■ **Supplied material**:
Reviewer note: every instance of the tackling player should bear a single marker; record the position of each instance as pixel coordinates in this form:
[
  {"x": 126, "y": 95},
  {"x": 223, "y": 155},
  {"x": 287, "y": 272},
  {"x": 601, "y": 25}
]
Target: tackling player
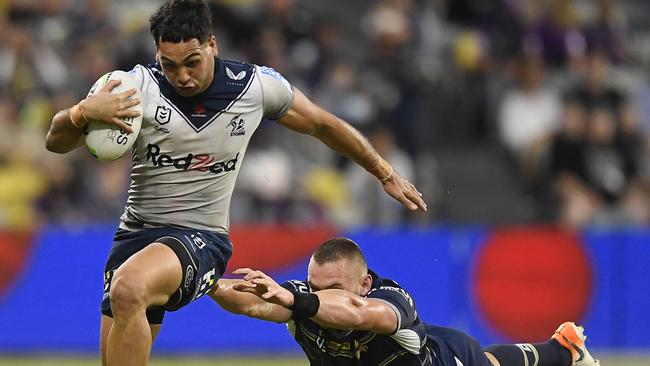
[
  {"x": 345, "y": 314},
  {"x": 200, "y": 112}
]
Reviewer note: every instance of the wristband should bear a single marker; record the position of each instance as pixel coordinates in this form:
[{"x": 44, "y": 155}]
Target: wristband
[{"x": 305, "y": 304}]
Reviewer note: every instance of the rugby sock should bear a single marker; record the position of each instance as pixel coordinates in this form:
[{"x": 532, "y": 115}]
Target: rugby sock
[{"x": 549, "y": 353}]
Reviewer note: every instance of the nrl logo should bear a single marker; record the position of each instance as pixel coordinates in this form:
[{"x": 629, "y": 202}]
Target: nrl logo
[{"x": 232, "y": 75}]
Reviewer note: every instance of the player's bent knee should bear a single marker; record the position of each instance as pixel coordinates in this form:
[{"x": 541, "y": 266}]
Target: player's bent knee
[{"x": 127, "y": 295}]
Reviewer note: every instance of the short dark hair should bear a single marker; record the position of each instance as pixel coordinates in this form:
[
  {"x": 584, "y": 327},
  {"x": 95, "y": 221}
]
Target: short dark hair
[
  {"x": 181, "y": 21},
  {"x": 335, "y": 249}
]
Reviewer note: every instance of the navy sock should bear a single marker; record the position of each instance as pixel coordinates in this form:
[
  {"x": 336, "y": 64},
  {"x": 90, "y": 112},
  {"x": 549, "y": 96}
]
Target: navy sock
[{"x": 550, "y": 353}]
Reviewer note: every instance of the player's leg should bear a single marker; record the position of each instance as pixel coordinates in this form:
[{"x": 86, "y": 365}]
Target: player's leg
[
  {"x": 566, "y": 347},
  {"x": 147, "y": 278},
  {"x": 105, "y": 327},
  {"x": 455, "y": 347}
]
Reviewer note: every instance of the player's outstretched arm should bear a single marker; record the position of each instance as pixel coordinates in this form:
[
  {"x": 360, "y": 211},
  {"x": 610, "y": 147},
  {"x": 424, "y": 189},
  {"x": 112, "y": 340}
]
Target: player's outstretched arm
[
  {"x": 247, "y": 304},
  {"x": 66, "y": 130},
  {"x": 344, "y": 310},
  {"x": 334, "y": 308},
  {"x": 308, "y": 118}
]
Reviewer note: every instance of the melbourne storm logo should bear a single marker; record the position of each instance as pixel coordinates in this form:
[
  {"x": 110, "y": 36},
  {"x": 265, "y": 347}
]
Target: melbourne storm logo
[
  {"x": 200, "y": 162},
  {"x": 237, "y": 125}
]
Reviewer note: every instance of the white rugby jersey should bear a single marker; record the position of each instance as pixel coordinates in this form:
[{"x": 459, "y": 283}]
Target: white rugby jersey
[{"x": 189, "y": 150}]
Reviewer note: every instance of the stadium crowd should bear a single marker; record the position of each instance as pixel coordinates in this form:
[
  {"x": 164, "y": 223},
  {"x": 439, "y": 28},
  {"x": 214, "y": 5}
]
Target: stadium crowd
[{"x": 555, "y": 92}]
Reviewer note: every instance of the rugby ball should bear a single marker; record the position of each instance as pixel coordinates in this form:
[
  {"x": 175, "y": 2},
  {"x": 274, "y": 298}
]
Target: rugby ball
[{"x": 106, "y": 141}]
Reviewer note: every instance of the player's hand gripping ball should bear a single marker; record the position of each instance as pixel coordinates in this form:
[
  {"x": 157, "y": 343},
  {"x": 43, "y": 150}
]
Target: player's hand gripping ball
[{"x": 107, "y": 141}]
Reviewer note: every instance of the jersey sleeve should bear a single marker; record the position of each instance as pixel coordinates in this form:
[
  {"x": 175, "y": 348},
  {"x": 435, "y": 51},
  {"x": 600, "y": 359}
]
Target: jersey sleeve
[
  {"x": 277, "y": 93},
  {"x": 137, "y": 73},
  {"x": 400, "y": 301}
]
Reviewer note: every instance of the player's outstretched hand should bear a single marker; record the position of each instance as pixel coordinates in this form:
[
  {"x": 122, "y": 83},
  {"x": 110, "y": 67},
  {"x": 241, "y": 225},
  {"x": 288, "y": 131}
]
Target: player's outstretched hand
[
  {"x": 404, "y": 191},
  {"x": 111, "y": 108},
  {"x": 258, "y": 283}
]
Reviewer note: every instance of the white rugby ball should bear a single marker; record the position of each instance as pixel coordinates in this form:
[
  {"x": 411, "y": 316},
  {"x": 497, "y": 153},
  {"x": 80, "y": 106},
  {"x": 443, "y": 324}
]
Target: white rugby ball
[{"x": 106, "y": 141}]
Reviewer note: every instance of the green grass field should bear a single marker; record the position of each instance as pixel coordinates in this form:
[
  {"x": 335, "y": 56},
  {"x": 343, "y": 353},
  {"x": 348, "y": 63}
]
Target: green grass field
[{"x": 606, "y": 360}]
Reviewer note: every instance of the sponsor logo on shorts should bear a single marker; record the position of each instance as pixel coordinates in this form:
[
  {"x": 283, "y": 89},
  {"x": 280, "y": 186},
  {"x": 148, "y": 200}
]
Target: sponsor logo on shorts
[
  {"x": 206, "y": 283},
  {"x": 200, "y": 162}
]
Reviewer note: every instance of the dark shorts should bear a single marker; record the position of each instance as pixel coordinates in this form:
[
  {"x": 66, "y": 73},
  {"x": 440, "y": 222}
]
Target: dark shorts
[
  {"x": 449, "y": 344},
  {"x": 203, "y": 256}
]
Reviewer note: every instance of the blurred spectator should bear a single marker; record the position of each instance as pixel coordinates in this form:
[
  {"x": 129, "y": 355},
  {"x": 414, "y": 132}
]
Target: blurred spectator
[
  {"x": 528, "y": 115},
  {"x": 595, "y": 89},
  {"x": 607, "y": 30},
  {"x": 597, "y": 180},
  {"x": 431, "y": 71}
]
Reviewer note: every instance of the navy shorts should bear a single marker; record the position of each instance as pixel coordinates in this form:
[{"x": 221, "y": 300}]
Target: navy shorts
[
  {"x": 203, "y": 256},
  {"x": 449, "y": 344}
]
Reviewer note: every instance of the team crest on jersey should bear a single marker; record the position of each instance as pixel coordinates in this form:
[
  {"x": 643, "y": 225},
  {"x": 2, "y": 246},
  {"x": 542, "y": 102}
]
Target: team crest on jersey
[
  {"x": 240, "y": 76},
  {"x": 163, "y": 115},
  {"x": 237, "y": 125}
]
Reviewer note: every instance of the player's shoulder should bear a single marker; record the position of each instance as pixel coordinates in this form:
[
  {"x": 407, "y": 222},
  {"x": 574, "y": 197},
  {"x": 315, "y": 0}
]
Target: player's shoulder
[
  {"x": 386, "y": 287},
  {"x": 235, "y": 69}
]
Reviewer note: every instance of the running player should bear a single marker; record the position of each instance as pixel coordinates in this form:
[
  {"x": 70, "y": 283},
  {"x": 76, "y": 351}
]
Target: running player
[
  {"x": 199, "y": 114},
  {"x": 344, "y": 314}
]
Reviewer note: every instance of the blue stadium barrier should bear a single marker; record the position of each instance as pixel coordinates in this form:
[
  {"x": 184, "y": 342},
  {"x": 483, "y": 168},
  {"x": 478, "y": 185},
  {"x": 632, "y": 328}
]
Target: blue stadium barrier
[{"x": 54, "y": 305}]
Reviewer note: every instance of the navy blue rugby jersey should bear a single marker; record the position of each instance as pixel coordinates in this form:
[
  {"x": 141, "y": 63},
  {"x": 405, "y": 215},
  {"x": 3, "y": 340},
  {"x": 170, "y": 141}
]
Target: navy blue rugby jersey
[{"x": 407, "y": 346}]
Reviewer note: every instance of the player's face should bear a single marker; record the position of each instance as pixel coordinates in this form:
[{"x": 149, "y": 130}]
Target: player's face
[
  {"x": 342, "y": 274},
  {"x": 188, "y": 66}
]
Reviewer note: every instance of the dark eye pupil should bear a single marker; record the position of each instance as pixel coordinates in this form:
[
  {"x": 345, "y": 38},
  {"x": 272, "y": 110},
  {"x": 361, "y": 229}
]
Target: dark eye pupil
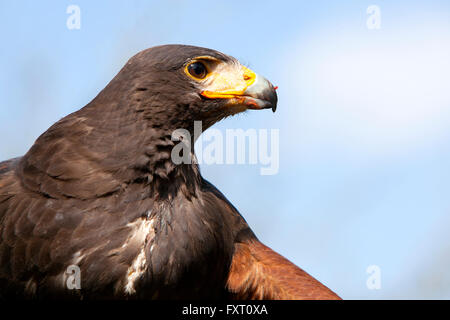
[{"x": 197, "y": 69}]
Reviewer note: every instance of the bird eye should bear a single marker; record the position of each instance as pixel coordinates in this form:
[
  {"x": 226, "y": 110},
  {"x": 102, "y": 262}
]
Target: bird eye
[{"x": 197, "y": 70}]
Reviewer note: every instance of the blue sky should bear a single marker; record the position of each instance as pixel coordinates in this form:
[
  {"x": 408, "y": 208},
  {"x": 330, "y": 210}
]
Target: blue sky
[{"x": 364, "y": 119}]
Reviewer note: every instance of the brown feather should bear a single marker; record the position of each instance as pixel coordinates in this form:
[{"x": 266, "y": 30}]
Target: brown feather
[{"x": 257, "y": 272}]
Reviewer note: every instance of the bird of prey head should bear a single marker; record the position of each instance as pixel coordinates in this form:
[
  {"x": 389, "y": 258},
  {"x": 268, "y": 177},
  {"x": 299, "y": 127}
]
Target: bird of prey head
[
  {"x": 99, "y": 193},
  {"x": 178, "y": 84}
]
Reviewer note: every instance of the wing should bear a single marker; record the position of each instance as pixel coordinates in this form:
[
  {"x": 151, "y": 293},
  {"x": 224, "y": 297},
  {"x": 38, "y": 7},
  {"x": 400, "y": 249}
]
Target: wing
[{"x": 257, "y": 272}]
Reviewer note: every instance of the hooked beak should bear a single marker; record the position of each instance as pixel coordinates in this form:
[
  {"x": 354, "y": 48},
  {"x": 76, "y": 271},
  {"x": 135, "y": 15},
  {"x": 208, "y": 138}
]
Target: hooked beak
[
  {"x": 260, "y": 95},
  {"x": 244, "y": 88}
]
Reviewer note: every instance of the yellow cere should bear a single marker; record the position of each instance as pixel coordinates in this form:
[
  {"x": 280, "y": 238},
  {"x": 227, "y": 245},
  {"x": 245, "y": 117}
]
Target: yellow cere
[{"x": 223, "y": 80}]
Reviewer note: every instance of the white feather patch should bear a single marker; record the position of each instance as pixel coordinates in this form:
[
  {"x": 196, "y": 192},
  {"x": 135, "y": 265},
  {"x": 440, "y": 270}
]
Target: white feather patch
[{"x": 142, "y": 229}]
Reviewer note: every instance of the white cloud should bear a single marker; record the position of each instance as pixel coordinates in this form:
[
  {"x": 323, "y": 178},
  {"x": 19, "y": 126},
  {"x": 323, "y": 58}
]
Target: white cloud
[{"x": 387, "y": 92}]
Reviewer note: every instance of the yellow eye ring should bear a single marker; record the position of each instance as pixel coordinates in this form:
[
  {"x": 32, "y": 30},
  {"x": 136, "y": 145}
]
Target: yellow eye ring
[{"x": 197, "y": 70}]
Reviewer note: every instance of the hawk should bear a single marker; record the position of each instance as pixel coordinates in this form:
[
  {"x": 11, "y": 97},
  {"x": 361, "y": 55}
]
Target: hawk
[{"x": 98, "y": 192}]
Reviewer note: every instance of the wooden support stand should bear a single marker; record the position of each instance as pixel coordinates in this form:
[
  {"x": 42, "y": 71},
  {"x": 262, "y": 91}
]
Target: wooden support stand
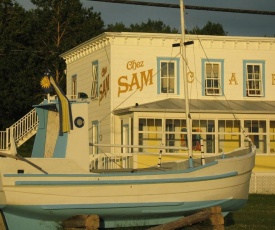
[
  {"x": 81, "y": 222},
  {"x": 211, "y": 218}
]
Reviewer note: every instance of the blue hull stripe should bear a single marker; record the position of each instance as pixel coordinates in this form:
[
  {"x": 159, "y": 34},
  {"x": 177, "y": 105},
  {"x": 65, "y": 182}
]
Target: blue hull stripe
[
  {"x": 115, "y": 182},
  {"x": 160, "y": 172}
]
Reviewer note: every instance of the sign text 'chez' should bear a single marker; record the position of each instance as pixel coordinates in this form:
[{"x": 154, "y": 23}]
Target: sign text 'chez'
[{"x": 137, "y": 80}]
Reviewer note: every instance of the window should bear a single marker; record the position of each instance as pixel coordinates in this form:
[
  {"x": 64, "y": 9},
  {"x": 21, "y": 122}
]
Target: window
[
  {"x": 254, "y": 77},
  {"x": 256, "y": 130},
  {"x": 272, "y": 136},
  {"x": 168, "y": 76},
  {"x": 150, "y": 133},
  {"x": 212, "y": 77},
  {"x": 94, "y": 90},
  {"x": 229, "y": 135},
  {"x": 95, "y": 136},
  {"x": 74, "y": 86}
]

■ **What to produce**: Of the entries above, transcribe exactly those lines that fall between the line containing "Reviewer note: every instance of the short" and the line containing "Reviewer note: every instance of the white rugby jersey", together with those two lines.

■ **Response for this exercise**:
Reviewer note: every instance of the short dark hair should bear a single marker; record the position of each instance as pixel coordinates in this form:
[
  {"x": 584, "y": 327},
  {"x": 95, "y": 221}
]
Target: short dark hair
[
  {"x": 181, "y": 21},
  {"x": 335, "y": 249}
]
Reviewer note: every instance of the navy sock should bear a single marker; record the position of each instance as pixel coordinates in this form:
[
  {"x": 336, "y": 64},
  {"x": 90, "y": 112},
  {"x": 549, "y": 96}
]
Target: navy sock
[{"x": 550, "y": 353}]
Reviewer note: every instance of the player's leg should bear a single marker; record the position of each instance as pixel coordinates in this form:
[{"x": 86, "y": 365}]
Target: player's leg
[
  {"x": 566, "y": 347},
  {"x": 147, "y": 278},
  {"x": 105, "y": 327},
  {"x": 455, "y": 347}
]
Reviewer note: every instance of the player's outstretched arm should bear a single marker; record the position of each instance as pixel coordinates in this form:
[
  {"x": 360, "y": 211},
  {"x": 610, "y": 147},
  {"x": 424, "y": 189},
  {"x": 112, "y": 340}
]
Target: player's outstretched arm
[
  {"x": 247, "y": 304},
  {"x": 66, "y": 130},
  {"x": 344, "y": 310},
  {"x": 334, "y": 308},
  {"x": 308, "y": 118}
]
Reviewer note: every instance of the melbourne storm logo should bear a single marker; record the position of each instance as pixel coordinates in this form:
[
  {"x": 110, "y": 36},
  {"x": 265, "y": 347}
]
Target: melbourne storm logo
[
  {"x": 200, "y": 162},
  {"x": 237, "y": 125}
]
Reviewer note: every instance of the white rugby jersey should bear a single marker; record the position of each instance as pixel coordinates in this form:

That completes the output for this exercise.